* [Task description]
Rewrite the stretch of entries from the line containing "Mark the chrome headlight" through the end of the entries, replacing every "photo" with "image" and keeping everything else unchanged. Give only that stretch, and leave the pictures out.

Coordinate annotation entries
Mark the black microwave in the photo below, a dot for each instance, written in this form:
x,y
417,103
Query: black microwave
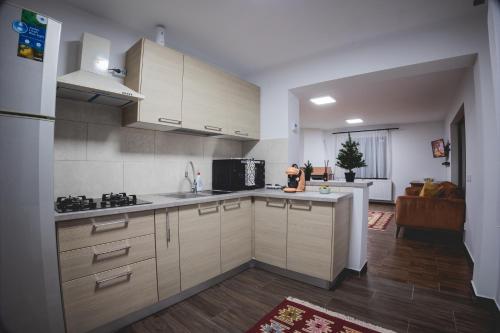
x,y
238,174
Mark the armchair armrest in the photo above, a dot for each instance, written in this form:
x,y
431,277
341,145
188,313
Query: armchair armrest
x,y
433,213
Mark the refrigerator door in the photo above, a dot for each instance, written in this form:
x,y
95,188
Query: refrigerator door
x,y
29,281
27,86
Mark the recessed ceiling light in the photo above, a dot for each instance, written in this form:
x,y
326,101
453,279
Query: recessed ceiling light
x,y
354,121
323,100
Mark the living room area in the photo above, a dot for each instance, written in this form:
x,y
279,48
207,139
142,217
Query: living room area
x,y
417,130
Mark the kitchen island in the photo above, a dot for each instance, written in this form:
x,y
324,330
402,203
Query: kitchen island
x,y
118,265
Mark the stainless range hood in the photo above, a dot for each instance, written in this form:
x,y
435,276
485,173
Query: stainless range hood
x,y
92,82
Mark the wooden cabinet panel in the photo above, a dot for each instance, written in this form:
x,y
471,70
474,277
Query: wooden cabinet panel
x,y
309,240
167,252
81,233
236,233
341,235
95,300
89,260
161,71
204,106
270,231
199,243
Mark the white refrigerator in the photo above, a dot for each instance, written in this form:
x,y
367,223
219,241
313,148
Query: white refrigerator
x,y
30,299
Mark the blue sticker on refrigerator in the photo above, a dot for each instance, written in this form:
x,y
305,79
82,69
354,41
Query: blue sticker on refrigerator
x,y
31,29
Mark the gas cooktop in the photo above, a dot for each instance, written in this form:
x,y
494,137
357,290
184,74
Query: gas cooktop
x,y
107,200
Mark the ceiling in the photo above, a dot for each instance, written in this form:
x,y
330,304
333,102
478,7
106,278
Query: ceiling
x,y
249,36
380,99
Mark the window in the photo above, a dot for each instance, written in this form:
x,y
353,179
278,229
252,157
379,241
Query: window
x,y
375,147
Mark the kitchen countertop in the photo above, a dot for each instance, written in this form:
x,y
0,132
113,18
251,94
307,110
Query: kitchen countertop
x,y
340,183
163,201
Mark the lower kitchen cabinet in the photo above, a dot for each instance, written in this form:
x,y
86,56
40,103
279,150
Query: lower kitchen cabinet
x,y
236,233
309,238
167,252
270,231
97,299
199,243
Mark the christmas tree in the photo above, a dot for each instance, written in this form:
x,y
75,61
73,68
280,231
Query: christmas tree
x,y
349,156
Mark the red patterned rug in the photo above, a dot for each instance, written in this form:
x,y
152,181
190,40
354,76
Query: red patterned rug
x,y
296,316
379,220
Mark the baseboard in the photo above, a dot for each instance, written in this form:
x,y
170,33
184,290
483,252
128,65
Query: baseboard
x,y
470,258
485,299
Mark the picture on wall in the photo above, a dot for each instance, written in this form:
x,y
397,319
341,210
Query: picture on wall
x,y
438,148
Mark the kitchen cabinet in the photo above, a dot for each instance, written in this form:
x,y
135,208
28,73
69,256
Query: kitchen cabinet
x,y
218,102
309,239
167,252
236,233
199,243
95,300
270,231
204,106
156,72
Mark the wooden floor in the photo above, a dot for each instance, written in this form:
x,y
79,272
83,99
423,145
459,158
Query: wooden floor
x,y
419,282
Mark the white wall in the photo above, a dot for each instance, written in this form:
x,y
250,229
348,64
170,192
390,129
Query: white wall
x,y
410,150
412,154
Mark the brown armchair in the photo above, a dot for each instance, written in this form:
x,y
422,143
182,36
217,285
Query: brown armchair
x,y
445,212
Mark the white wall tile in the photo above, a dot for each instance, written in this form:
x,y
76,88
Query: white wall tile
x,y
91,178
220,148
178,146
70,139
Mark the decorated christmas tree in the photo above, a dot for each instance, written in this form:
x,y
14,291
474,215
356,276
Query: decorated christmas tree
x,y
350,157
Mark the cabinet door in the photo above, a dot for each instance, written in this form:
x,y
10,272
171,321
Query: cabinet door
x,y
167,252
203,104
161,84
199,243
236,233
270,231
309,241
243,100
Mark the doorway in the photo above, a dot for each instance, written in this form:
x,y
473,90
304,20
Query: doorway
x,y
459,150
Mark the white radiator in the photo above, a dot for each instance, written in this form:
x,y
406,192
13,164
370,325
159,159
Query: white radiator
x,y
380,190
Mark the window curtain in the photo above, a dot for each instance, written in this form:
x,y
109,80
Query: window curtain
x,y
376,150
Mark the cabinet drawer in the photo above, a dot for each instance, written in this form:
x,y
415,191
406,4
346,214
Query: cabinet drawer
x,y
98,258
77,234
94,300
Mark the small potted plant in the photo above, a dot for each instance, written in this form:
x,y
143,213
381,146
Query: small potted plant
x,y
308,170
349,158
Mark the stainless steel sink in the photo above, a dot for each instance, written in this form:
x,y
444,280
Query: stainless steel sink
x,y
189,195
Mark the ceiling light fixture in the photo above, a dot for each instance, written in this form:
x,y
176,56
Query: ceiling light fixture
x,y
323,100
354,121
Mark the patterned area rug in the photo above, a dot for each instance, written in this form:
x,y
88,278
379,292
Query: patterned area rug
x,y
379,220
296,316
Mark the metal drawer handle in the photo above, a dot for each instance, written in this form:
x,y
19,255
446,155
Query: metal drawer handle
x,y
95,225
241,133
213,128
271,204
301,207
125,248
232,205
208,210
168,228
169,121
98,282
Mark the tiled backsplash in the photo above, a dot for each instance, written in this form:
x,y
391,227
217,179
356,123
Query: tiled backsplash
x,y
95,155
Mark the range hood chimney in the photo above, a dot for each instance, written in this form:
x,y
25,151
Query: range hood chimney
x,y
92,82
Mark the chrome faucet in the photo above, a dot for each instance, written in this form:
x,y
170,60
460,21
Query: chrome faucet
x,y
194,188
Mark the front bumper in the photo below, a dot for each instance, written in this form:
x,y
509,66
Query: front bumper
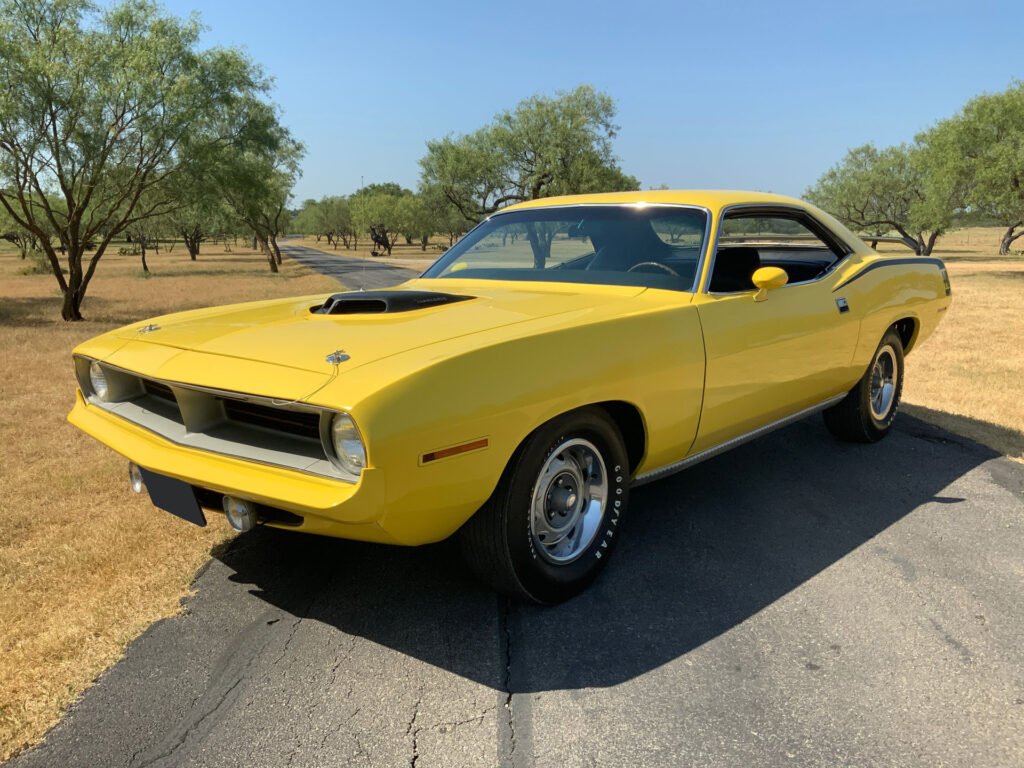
x,y
327,506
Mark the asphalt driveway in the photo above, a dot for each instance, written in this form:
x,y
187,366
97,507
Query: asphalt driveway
x,y
796,602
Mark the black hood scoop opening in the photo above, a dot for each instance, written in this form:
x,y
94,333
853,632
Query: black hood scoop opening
x,y
384,302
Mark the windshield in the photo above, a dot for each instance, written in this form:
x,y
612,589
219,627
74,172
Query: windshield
x,y
647,246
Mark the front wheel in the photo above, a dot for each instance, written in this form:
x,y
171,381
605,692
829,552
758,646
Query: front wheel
x,y
552,522
867,412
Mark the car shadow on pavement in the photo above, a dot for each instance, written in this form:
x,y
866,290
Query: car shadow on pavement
x,y
700,553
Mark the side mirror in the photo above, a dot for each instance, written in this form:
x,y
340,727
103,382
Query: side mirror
x,y
768,279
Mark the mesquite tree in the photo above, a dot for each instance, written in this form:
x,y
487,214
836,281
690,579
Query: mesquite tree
x,y
99,113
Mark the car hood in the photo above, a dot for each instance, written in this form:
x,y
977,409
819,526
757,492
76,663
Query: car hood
x,y
286,333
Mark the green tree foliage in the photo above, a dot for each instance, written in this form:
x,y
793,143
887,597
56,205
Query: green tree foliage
x,y
101,111
541,147
20,237
877,190
981,151
255,172
439,215
383,212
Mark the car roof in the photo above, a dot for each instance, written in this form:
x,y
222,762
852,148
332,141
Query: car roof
x,y
713,199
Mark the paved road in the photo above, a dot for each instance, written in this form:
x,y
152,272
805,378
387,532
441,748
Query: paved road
x,y
797,602
351,271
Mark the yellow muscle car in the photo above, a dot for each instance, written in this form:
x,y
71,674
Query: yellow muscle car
x,y
562,352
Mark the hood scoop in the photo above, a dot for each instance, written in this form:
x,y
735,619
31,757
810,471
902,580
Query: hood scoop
x,y
384,302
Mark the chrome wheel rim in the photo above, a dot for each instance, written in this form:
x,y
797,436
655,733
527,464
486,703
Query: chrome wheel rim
x,y
883,391
568,502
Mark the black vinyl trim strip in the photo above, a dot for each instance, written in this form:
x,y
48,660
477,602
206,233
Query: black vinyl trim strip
x,y
889,262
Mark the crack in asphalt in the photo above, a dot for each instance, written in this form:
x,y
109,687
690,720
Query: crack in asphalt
x,y
218,701
415,732
505,638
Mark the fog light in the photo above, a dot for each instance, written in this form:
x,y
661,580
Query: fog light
x,y
135,481
241,514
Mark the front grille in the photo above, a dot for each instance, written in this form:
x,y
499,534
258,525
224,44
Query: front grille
x,y
159,389
299,423
246,427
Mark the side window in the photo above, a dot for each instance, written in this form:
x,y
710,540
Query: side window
x,y
750,240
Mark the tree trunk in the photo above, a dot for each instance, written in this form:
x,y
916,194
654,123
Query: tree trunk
x,y
1008,238
265,247
74,291
192,245
927,244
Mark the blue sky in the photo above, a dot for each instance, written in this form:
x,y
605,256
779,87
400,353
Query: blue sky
x,y
732,94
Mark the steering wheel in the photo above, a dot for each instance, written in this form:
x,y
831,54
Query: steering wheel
x,y
656,264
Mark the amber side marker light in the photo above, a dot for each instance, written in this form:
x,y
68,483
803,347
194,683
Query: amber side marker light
x,y
455,451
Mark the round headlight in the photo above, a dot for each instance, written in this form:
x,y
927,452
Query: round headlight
x,y
97,379
347,443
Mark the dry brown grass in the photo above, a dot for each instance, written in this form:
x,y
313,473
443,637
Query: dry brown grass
x,y
969,376
85,565
413,256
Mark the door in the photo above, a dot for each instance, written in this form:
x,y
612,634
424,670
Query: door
x,y
770,358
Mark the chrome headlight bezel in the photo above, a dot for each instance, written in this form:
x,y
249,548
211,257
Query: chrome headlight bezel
x,y
98,385
344,444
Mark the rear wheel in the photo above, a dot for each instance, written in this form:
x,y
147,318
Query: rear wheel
x,y
867,412
552,522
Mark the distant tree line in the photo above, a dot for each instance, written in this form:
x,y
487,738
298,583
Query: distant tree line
x,y
968,167
545,145
115,124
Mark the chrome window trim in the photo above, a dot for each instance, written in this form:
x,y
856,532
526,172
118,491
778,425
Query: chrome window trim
x,y
637,204
689,461
706,285
326,414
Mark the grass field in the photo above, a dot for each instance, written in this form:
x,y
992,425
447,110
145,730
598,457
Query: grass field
x,y
85,565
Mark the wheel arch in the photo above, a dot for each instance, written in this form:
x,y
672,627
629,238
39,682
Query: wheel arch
x,y
907,328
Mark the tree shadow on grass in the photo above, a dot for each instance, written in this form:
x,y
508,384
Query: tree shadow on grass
x,y
1000,438
700,553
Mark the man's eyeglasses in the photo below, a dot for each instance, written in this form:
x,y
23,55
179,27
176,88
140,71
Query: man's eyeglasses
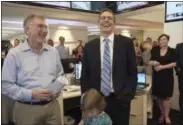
x,y
40,26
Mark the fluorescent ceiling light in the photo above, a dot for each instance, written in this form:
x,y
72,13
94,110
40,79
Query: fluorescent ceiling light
x,y
58,21
15,22
11,28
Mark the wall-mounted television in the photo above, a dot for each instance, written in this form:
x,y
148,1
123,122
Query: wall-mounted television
x,y
173,11
81,5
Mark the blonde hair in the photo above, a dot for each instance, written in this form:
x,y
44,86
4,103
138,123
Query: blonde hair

* [Solved exercise]
Mark the chrome headlight bezel in the image above, a dot for each instance, written in this form:
x,y
249,548
211,257
Query: chrome headlight bezel
x,y
98,385
344,444
Mark the rear wheel in the image above, a dot for each instance, written in this form:
x,y
147,318
Query: rear wheel
x,y
867,412
552,522
Mark the distant tree line in the image above, a dot for each instance, written in this form:
x,y
487,738
298,583
Query: distant tree line
x,y
968,167
545,145
115,124
Mark the chrome window trim in the image above, a dot for each instance, written in this form:
x,y
856,532
526,172
118,491
778,425
Query: chrome window trim
x,y
637,204
689,461
706,285
326,414
Mark the grass field in the image above, a dot for each instance, written in this form:
x,y
992,425
447,110
145,730
598,457
Query: grass field
x,y
85,565
Mark the wheel arch in the image above, a dot for each instance, written in this form:
x,y
672,627
629,238
39,682
Query: wheel arch
x,y
907,328
Mark the tree shadow on grass in the image above, a dot for each instance, written in this form:
x,y
508,384
Query: tree shadow on grass
x,y
1000,438
700,553
Mark the man's eyeglasses in the image below, a dot for each instance, written in this form:
x,y
23,55
179,27
176,88
140,71
Query: man's eyeglasses
x,y
40,26
Mark the fluorescent ceiling light in the image above, a dot for each instance, written in this form:
x,y
72,13
94,110
40,79
Query: fluorescent ceiling light
x,y
58,21
15,22
11,28
Mark the wall-mounted television in the image above, a dot for each instance, written in this form:
x,y
148,1
123,122
Query: wall-mounted television
x,y
173,11
81,5
Mark the blonde hair in the image above, a dot for each instance, written in this form:
x,y
44,86
4,103
138,123
Query: blonde hair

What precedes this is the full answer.